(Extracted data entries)
......
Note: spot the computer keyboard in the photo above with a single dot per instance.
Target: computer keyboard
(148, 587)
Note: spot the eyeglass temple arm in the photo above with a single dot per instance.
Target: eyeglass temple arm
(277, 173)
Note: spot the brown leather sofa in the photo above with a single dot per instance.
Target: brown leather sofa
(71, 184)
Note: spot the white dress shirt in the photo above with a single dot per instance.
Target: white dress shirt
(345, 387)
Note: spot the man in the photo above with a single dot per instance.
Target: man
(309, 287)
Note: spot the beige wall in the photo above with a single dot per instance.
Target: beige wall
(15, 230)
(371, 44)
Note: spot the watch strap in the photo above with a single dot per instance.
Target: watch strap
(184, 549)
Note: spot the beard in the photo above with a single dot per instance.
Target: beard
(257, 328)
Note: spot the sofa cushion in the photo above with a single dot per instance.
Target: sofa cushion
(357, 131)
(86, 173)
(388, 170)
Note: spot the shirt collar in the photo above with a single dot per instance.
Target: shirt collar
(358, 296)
......
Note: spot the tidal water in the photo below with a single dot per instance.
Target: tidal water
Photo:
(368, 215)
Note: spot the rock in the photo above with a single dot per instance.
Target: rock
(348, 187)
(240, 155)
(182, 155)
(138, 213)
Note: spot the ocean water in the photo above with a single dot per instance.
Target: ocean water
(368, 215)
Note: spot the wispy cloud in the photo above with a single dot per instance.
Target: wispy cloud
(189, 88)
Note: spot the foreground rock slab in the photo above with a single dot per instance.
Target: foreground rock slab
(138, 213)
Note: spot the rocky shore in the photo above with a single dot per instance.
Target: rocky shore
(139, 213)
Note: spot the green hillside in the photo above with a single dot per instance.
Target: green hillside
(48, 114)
......
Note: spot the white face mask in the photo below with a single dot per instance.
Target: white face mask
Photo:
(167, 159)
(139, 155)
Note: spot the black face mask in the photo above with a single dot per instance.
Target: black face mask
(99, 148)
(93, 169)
......
To do ▸
Look for the string "below" in the records, and copy every line where it is found.

Solution ▸
Note: spot the tidal water in the photo below with a single dot per instance.
Note: spot the white face mask in the photo below with a single dot per instance.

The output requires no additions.